Rewrite the entries from the line containing "hose coupling | box_all" down through the line containing "[131,22,136,96]", replacing "crouching" with "kneeling" and leaving everything else unchanged.

- [PROVIDED RECORDS]:
- - - - -
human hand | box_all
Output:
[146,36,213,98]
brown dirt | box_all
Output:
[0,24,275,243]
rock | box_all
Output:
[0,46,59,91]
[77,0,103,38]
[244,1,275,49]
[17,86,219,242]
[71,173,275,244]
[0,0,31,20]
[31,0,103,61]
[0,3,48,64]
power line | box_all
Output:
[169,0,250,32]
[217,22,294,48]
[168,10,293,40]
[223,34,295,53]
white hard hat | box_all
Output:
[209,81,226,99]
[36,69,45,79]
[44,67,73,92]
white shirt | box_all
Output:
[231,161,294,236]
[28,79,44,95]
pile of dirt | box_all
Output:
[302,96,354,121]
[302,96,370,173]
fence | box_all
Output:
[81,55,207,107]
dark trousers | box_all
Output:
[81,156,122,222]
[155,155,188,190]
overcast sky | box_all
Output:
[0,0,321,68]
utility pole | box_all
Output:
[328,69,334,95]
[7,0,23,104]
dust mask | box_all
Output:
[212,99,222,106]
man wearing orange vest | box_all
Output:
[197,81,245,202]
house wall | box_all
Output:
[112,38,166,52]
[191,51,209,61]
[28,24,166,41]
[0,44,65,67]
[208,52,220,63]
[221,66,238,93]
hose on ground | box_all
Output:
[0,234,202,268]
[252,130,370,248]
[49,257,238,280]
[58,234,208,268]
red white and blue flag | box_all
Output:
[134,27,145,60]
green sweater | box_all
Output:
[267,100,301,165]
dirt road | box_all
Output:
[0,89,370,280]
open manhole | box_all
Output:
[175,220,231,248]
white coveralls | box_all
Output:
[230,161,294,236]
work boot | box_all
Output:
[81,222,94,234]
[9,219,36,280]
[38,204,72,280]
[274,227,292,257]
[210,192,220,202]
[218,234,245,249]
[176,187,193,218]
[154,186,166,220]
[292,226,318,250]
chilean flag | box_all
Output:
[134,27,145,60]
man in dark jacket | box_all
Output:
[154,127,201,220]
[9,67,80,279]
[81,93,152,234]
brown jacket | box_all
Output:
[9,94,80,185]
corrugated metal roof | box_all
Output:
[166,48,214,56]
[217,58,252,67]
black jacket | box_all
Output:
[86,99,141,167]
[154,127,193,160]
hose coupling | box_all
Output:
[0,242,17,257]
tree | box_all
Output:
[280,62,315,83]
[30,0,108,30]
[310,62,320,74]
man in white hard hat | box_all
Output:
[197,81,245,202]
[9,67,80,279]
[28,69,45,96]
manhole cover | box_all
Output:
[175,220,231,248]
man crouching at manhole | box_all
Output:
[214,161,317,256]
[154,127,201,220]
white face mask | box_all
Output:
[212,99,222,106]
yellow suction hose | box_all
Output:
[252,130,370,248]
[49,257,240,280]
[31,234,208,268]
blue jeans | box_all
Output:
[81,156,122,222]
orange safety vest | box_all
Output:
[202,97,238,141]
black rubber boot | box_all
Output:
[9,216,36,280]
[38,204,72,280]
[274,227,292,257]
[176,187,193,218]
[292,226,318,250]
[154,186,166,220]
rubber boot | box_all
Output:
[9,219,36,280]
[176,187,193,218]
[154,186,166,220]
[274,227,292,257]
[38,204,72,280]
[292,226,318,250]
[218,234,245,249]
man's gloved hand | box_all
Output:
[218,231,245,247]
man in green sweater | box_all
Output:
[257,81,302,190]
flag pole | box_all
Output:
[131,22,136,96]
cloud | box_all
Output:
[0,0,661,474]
- - - - -
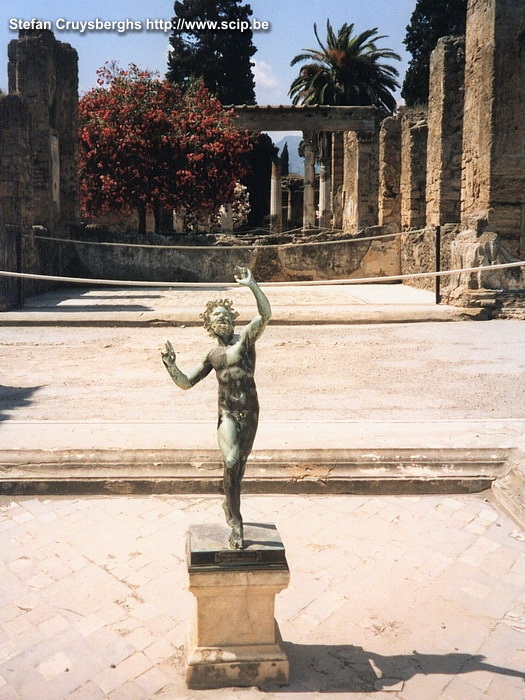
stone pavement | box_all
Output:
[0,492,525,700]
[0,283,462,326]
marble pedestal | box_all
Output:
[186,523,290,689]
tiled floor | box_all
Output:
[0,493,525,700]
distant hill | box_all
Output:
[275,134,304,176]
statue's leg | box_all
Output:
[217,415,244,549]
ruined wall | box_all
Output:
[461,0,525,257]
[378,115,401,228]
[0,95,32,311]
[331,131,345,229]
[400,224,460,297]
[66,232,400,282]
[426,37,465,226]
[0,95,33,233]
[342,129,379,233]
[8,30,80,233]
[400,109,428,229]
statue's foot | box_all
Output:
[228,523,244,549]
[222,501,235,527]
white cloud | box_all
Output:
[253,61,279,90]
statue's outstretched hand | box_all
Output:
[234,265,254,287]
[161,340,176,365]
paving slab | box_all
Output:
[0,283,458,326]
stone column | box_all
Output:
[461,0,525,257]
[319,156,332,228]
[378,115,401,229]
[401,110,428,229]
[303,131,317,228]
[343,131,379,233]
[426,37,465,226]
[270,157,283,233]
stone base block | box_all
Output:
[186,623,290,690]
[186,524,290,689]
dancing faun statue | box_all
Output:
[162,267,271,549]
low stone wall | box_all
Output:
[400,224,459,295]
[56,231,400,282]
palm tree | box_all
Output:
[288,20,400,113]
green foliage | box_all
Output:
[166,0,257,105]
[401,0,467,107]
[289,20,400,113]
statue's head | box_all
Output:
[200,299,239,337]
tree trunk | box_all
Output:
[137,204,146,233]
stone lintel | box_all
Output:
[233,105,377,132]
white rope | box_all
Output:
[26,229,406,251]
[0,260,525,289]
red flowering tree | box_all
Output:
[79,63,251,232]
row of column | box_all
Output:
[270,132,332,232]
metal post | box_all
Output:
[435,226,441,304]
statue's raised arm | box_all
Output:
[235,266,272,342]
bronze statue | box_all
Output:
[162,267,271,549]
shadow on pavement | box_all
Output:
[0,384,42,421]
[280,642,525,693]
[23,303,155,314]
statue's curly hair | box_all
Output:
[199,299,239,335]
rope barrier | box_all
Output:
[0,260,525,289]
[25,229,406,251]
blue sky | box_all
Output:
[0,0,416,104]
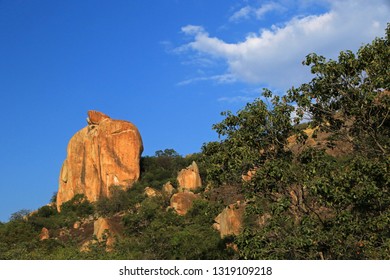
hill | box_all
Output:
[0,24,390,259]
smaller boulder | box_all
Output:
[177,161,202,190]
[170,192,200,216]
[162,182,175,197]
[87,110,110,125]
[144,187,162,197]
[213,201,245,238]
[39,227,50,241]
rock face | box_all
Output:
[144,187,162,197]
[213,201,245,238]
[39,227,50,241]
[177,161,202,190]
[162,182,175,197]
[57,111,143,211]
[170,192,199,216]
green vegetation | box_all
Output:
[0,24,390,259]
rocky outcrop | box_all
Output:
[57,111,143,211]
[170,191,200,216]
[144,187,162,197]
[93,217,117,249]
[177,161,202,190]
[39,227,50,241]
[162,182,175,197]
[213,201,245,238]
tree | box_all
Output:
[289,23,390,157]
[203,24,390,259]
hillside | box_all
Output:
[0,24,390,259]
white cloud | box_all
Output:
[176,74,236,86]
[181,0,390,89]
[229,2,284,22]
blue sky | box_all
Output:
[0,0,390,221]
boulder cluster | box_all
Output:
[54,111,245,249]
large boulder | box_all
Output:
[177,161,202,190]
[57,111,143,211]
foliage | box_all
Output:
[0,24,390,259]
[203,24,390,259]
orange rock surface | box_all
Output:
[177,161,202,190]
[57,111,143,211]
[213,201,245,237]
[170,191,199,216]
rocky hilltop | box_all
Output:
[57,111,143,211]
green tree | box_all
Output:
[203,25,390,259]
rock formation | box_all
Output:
- - - - -
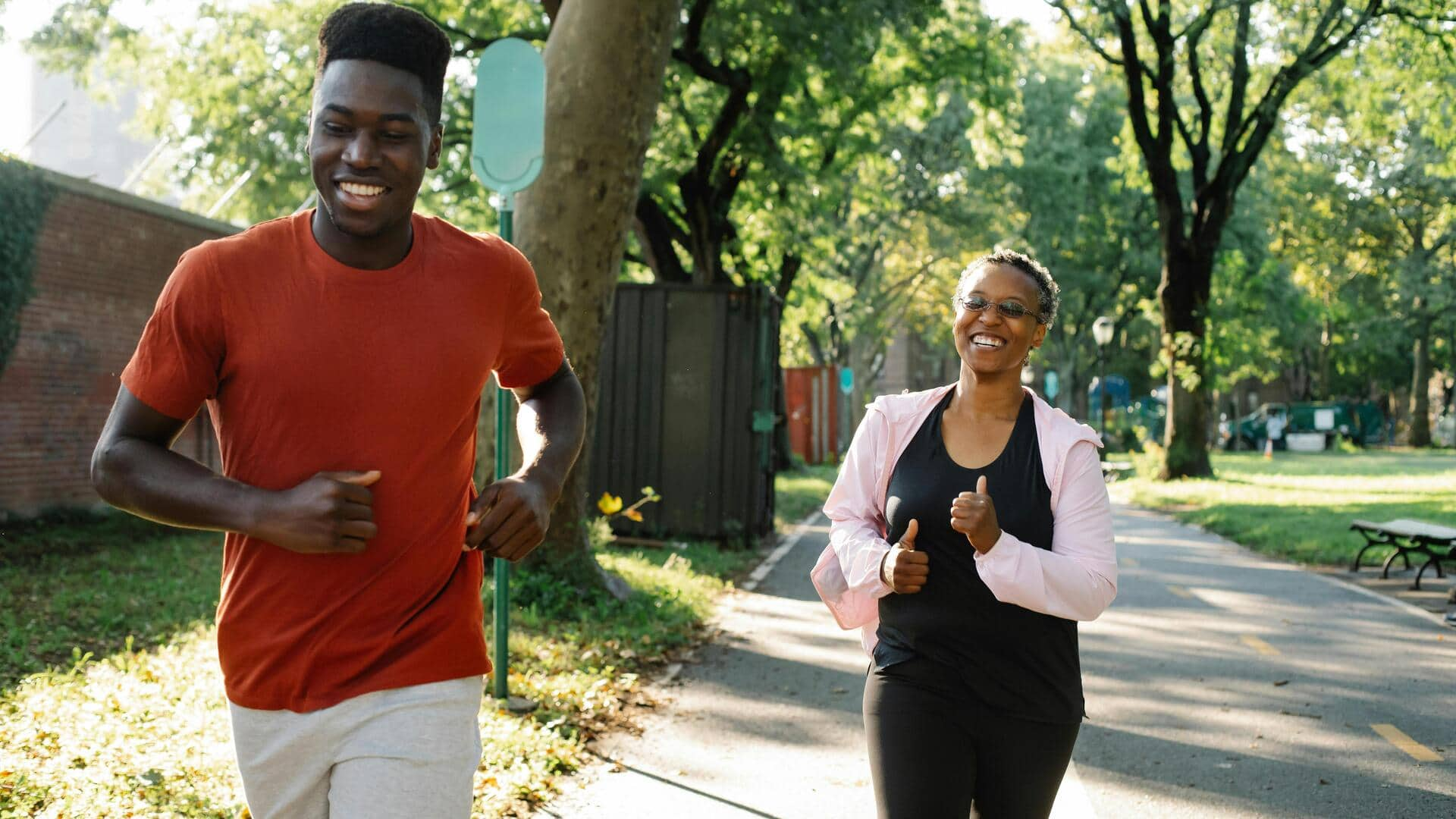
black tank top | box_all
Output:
- - - - -
- [EXERCISE SOLUTION]:
hose coupling | box_all
Output:
[0,242,17,257]
tree | box_all
Output:
[280,62,315,83]
[30,0,108,30]
[310,62,320,74]
man in white hard hat | box_all
Output:
[197,81,245,202]
[9,67,80,279]
[28,69,45,96]
manhole cover | box_all
Output:
[175,220,231,248]
man kneeling at manhole | box_all
Output:
[214,161,317,256]
[154,127,201,220]
white face mask | box_all
Output:
[212,99,222,106]
yellow suction hose | box_all
Output:
[252,130,370,248]
[49,257,240,280]
[31,234,208,268]
blue jeans | box_all
Output:
[81,156,122,222]
orange safety vest | box_all
Output:
[202,97,238,141]
black rubber boot | box_all
Output:
[9,216,36,280]
[38,204,72,280]
[274,227,292,257]
[176,187,193,218]
[292,226,318,250]
[154,186,166,220]
rubber boot | box_all
Output:
[9,219,36,280]
[176,187,193,218]
[154,186,166,220]
[274,227,292,257]
[38,204,72,280]
[292,226,318,250]
[218,234,245,249]
man's gloved hand | box_all
Output:
[218,231,245,247]
man in green sweater | box_all
Output:
[257,81,302,190]
flag pole | box_all
Output:
[131,22,136,96]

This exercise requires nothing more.